> INSTRUCTION: Show each line of the listing below that has the word "point" in it.
═══ INPUT ROWS ═══
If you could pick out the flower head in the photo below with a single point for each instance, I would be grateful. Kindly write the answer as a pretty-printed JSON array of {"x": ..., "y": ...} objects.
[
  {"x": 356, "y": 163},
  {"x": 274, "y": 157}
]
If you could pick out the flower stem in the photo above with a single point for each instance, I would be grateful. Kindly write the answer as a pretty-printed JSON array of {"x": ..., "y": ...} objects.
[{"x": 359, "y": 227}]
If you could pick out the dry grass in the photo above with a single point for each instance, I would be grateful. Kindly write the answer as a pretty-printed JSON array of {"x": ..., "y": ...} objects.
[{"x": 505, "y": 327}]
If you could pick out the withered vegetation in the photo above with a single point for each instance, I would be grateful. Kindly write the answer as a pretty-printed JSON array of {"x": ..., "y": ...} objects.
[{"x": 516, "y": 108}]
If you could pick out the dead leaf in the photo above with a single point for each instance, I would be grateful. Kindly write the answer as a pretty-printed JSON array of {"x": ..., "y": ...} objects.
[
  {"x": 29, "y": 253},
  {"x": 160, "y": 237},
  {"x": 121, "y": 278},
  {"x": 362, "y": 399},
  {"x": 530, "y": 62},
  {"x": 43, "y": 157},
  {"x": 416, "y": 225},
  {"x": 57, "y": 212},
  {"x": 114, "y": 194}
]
═══
═══ INPUT ROWS ═══
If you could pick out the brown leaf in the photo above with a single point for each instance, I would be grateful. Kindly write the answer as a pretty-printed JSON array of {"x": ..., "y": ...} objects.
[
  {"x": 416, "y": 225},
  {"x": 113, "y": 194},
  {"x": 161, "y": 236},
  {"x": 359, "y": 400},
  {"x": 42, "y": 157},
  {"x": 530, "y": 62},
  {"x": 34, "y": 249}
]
═══
> EXERCISE RESULT:
If you could pick out the flower head in the photo below with a single point for each instance, I would be grateful. Kindly write the answer as a pretty-printed JSON array of {"x": ..., "y": ...} objects.
If you could pick out the flower stem in the photo above with a single point for each instance, I would be grateful. Kindly write the answer as a pretty-printed JSON array of {"x": ..., "y": ...} objects.
If you could pick out the dry grass in the photo above with a single point for each instance, I would be grateful. Kindly write the answer as a pretty-printed JSON array of {"x": ..., "y": ...} objects.
If you could pick out the withered vegetation in the photo above with a single point for each instance, I would be grateful. Kindly write the answer as a pretty-printed JSON array of {"x": ..., "y": ...} objects.
If you could pick out the dead leaf in the photo above with a single point for each instance, I would be grateful. Kindly write the answer as a pretty-printed JSON array of {"x": ..., "y": ...} objects.
If you could pick out the brown leaf in the photo above with a single point for each instance, I would be grateful. Kindly write the answer as a pretty-printed JSON array of {"x": ..., "y": ...} objects.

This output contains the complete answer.